### PROVIDED PASSAGE

4. Create a breathing ritual for when you have a panic attacks.
Ever seen a co-worker in the midst of a panic attack? A clear sign is shortness of breath. When we panic, we breathe into our chest and shoulders without letting enough air fill the lungs. Surprisingly, people who are able to control their breathing are also better at managing panic attacks.
Create a breathing ritual that works for you. Some people follow the 4-7-8 method— breathe in for 4 seconds, hold it for 7, and then exhale for 8. Others like the 4-4-4 or 4-4-4-4 method, adding an extra 4-second hold after exhaling. All these methods have specific names in Yoga and with the right guidance, you’ll know exactly what to do to calm down when things don’t look so good.
The downside of trying breathing exercises during a panic attack is that it can cause dizziness, blurred vision, excess body heat, and a head rush. If you’ve experienced any of these symptoms during your breathing exercises, immediately seek your physician’s advice.
5. Journal positive and calming messages.
Our deep-seated emotions and insecurities surface when we feel anxious, and they can make us feel incomplete, incapable, and unimportant. The only way to tackle this problem and stop spiralling down into negativity is to say good things to ourselves. This can be tough, especially when you’re obsessing over how worthless you are (trust us, you’re not!). Instead, take time out of your schedule to write down good stuff for a rainy day. Fill a journal with your strengths, accomplishments, positive thoughts, healing messages, etc. Get into the habit of journaling every day so you have a lot of good things to read about yourself. Plus, writing daily will help you discover a lot of great things about you that you would never notice otherwise.
6. Have a friend you can talk to.
People who feel anxious and are fearful often end up isolating themselves, making things worse. Whatever it is that holds you back from creating strong and meaningful relationships at work, find a way to overcome it. Strong relationships with co-workers can be a calming influence during panic attacks, helping you realise what’s really important. Start by finding a friend at work who understands you and is ready to help when problems arise.

######
### RECORDS

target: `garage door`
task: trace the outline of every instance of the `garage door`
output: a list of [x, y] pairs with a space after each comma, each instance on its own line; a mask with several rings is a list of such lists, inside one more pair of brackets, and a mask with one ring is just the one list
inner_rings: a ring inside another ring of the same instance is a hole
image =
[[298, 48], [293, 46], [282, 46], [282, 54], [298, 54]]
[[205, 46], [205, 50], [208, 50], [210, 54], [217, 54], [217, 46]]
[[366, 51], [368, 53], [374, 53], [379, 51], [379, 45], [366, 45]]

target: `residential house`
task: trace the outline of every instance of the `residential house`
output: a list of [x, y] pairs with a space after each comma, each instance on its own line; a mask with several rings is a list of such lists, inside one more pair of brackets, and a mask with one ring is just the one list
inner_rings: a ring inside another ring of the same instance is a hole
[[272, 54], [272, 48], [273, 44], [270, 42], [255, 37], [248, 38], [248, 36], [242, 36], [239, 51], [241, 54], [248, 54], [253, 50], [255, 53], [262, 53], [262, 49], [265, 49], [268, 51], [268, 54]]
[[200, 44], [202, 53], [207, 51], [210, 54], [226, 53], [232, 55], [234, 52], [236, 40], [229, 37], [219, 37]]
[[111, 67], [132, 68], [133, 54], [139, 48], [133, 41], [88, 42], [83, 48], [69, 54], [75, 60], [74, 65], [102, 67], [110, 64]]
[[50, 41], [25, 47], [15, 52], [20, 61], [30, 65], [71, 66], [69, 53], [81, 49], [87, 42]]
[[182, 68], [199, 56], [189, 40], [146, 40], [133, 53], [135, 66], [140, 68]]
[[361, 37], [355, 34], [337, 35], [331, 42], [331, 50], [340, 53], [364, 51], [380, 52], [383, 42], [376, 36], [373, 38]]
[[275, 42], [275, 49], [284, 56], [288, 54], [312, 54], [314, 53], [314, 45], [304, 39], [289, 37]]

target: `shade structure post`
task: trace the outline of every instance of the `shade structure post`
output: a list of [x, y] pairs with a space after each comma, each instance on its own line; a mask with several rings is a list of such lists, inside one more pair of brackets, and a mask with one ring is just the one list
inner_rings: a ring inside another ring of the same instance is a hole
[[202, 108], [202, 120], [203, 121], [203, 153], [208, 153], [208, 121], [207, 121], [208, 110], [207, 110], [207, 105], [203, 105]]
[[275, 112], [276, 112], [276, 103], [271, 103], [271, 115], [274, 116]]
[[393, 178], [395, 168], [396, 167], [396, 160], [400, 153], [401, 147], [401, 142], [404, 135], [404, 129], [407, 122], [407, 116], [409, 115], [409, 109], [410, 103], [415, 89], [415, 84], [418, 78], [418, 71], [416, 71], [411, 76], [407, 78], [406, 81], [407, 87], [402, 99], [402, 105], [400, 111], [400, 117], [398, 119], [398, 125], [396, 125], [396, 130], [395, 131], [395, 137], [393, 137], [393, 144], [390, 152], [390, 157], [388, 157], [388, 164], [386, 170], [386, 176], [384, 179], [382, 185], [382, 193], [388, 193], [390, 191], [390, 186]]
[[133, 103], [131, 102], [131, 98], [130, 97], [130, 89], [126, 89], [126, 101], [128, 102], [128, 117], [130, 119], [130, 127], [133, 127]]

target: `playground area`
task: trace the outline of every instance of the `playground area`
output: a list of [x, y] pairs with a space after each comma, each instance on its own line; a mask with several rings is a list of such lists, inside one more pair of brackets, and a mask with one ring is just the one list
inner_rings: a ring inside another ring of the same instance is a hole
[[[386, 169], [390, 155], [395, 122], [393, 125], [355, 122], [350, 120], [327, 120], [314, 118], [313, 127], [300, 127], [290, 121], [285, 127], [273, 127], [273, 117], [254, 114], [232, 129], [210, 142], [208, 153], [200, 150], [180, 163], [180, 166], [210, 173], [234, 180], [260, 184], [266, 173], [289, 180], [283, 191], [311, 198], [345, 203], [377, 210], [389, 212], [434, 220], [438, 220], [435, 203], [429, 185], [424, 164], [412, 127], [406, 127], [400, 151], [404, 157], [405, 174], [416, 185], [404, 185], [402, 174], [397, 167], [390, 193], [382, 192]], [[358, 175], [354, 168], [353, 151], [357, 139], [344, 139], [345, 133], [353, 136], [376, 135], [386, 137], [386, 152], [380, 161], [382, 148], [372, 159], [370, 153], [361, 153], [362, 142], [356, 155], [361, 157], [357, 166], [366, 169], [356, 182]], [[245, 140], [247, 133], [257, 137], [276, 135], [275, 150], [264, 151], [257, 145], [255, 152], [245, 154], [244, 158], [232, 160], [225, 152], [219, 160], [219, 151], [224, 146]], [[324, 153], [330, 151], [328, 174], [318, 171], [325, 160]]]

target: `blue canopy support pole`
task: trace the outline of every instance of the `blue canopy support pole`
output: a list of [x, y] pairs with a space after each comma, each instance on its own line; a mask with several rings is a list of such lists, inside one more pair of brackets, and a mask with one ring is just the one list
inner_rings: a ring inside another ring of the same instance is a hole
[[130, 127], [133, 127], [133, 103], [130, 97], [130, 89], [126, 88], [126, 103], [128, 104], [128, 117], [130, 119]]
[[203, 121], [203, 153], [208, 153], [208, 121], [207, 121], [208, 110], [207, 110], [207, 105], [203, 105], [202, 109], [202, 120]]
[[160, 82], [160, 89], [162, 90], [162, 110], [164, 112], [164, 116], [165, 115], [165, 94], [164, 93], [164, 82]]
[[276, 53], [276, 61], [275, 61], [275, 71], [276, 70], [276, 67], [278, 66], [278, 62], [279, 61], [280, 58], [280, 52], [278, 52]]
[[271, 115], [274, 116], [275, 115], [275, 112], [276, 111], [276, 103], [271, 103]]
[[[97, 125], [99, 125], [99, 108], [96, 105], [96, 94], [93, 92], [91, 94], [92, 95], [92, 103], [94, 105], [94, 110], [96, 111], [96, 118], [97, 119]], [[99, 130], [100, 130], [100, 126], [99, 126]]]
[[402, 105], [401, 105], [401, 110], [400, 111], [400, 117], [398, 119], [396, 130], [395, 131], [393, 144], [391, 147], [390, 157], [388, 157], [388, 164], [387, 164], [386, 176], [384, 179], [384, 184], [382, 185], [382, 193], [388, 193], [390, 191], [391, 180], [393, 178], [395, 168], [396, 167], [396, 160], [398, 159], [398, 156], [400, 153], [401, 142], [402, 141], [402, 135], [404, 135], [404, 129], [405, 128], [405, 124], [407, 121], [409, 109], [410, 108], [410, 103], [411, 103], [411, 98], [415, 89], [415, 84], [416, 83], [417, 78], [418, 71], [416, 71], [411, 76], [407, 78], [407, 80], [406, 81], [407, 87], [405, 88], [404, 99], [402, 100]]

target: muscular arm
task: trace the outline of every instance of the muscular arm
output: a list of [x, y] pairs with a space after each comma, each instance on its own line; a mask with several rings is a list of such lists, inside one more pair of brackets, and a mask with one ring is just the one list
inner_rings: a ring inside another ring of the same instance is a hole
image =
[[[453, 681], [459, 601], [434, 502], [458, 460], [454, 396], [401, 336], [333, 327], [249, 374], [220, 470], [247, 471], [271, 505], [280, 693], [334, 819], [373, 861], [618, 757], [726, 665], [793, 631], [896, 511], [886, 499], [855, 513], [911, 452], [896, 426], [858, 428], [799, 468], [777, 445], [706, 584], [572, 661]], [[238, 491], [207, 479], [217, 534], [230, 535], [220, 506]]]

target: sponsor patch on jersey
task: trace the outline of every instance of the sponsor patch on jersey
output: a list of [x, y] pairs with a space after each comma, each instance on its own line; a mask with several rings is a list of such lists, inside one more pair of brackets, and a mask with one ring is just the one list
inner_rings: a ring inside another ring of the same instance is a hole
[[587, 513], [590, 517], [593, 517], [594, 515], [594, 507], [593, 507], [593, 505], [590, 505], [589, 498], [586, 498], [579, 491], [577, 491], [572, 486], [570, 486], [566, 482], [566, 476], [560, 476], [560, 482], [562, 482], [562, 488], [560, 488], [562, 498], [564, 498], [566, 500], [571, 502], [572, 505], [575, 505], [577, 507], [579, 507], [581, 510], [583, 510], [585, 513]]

######

- **WHAT TO DO**
**A.** Decide whether each statement agrees with the anxiety tips, answering yes or no and quoting the words that decide it: (i) The 4-7-8 method includes holding the breath for 7 seconds. (ii) The tips advise journaling once a week. (iii) Strong relationships with co-workers can have a calming influence during panic attacks.
**B.** List every symptom that the anxiety tips name as a possible downside of trying breathing exercises during a panic attack.
**C.** Continue the anxiety tips from their last sentence.
The stored entries are separate material and are not part of the anxiety tips.

- **ANSWERS FOR THE EXERCISE**
**A.**
(i) Yes: "breathe in for 4 seconds, hold it for 7, and then exhale for 8."
(ii) No: "Get into the habit of journaling every day."
(iii) Yes: "Strong relationships with co-workers can be a calming influence during panic attacks."

**B.**
- Dizziness
- Blurred vision
- Excess body heat
- A head rush

**C.**
By now you should know your anxiety triggers, what you do when you feel anxious, and how to solve the underlying issues that cause anxiety and panic attacks at work. Share this with your friend and ask them to look out for you. A good friend will be more than happy to help you out.
7. Remember it will go away.
A co-worker often experienced panic attacks and we were all scared for her. But she’d always calm herself down and explain later that the only thing that kept her going was “knowing it goes away eventually.” The first time can be tough because you wouldn’t understand what’s happening. But a few more times, and you’ll know exactly what to do.
Open communication and access to information goes a long way in helping employees deliver exceptional results. A culture of brainstorming and teamwork and a community spirit is at the centre of the structure of creative organisations. Employees show collective ownership over big wins and failures alike, keeping everyone motivated and alert.
The struggle with anxiety is real and can harm us physically and emotionally. If you have a history of panic attacks, please seek professional help. The sooner you work on solving it, the easier and faster it will be to uproot the root causes of workplace anxiety. Nowadays, companies have several workplace wellness and employee assistance programs that include access to psychologists, wellness activities, etc. Take advantage of these facilities available to you and work to overcome the underlying problems.